### AIM
Pick out each line of the data below that contains the word "backdrop", treating uppercase and lowercase as different.

Dataset excerpt
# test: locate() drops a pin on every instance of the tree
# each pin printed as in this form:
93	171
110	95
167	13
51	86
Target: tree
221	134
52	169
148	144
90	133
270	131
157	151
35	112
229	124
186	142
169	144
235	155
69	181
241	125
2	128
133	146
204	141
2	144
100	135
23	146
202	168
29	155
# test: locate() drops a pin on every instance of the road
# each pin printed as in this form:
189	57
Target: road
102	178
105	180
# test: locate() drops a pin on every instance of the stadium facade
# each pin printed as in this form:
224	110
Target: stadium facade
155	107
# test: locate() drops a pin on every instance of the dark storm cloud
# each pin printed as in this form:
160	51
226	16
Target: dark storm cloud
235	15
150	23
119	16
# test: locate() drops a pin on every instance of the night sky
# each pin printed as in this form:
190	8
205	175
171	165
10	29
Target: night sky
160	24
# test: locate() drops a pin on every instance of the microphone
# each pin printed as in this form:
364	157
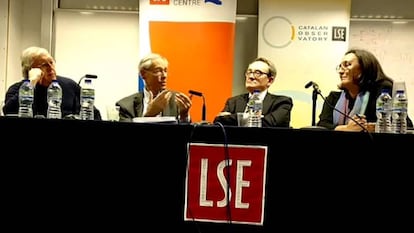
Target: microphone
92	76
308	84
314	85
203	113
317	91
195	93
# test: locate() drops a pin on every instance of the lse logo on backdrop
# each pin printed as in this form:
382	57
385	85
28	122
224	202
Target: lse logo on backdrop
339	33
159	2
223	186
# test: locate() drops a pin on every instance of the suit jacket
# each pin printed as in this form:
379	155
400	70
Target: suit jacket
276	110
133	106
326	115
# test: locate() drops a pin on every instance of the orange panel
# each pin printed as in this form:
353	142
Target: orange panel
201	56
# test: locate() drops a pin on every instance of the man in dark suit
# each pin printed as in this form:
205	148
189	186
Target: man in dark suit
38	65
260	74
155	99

==

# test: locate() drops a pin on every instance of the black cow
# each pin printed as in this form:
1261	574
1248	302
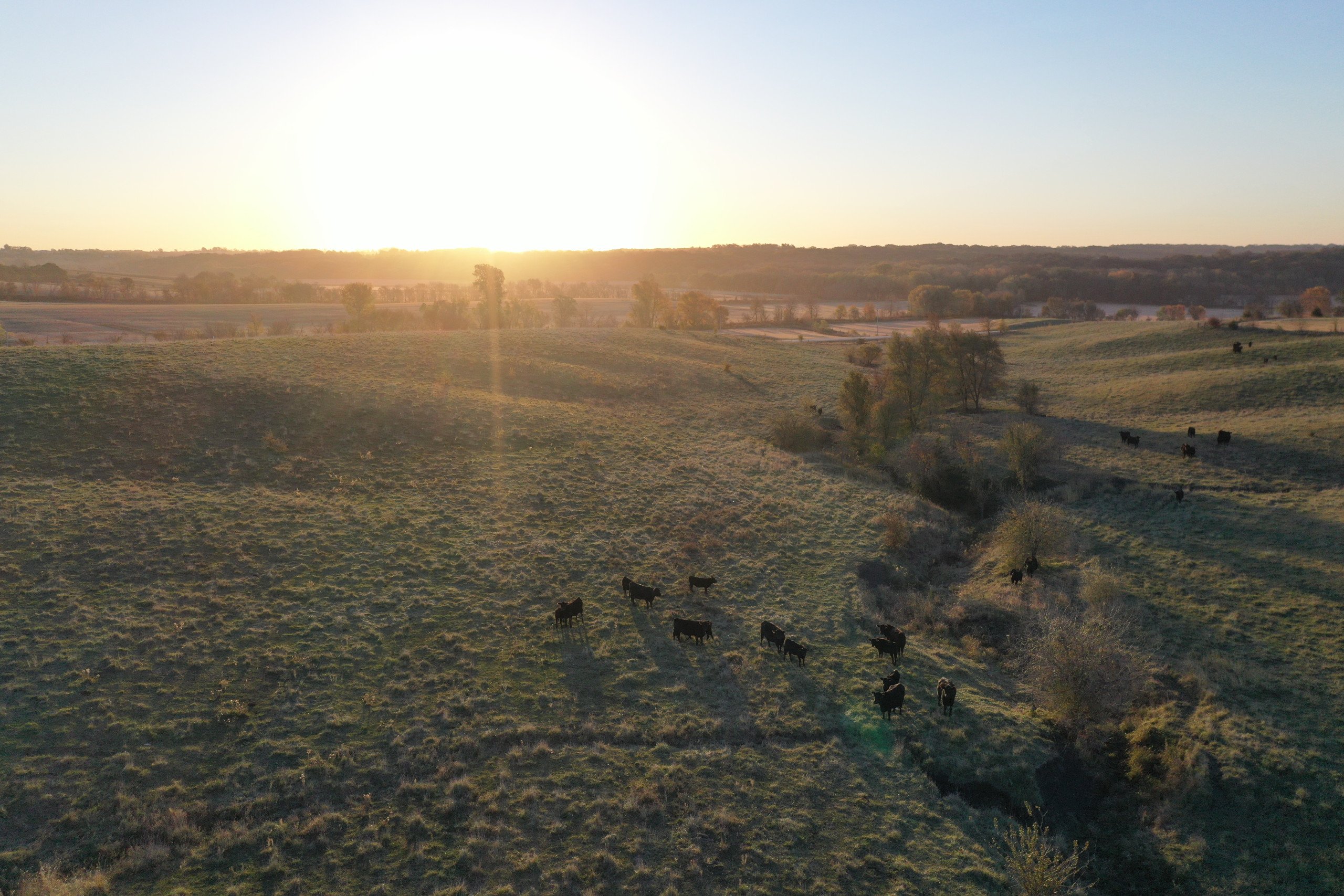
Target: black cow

### REPLY
# test: locate() drops a pin on every instance of the lse logo on backdrop
Target: lse logo on backdrop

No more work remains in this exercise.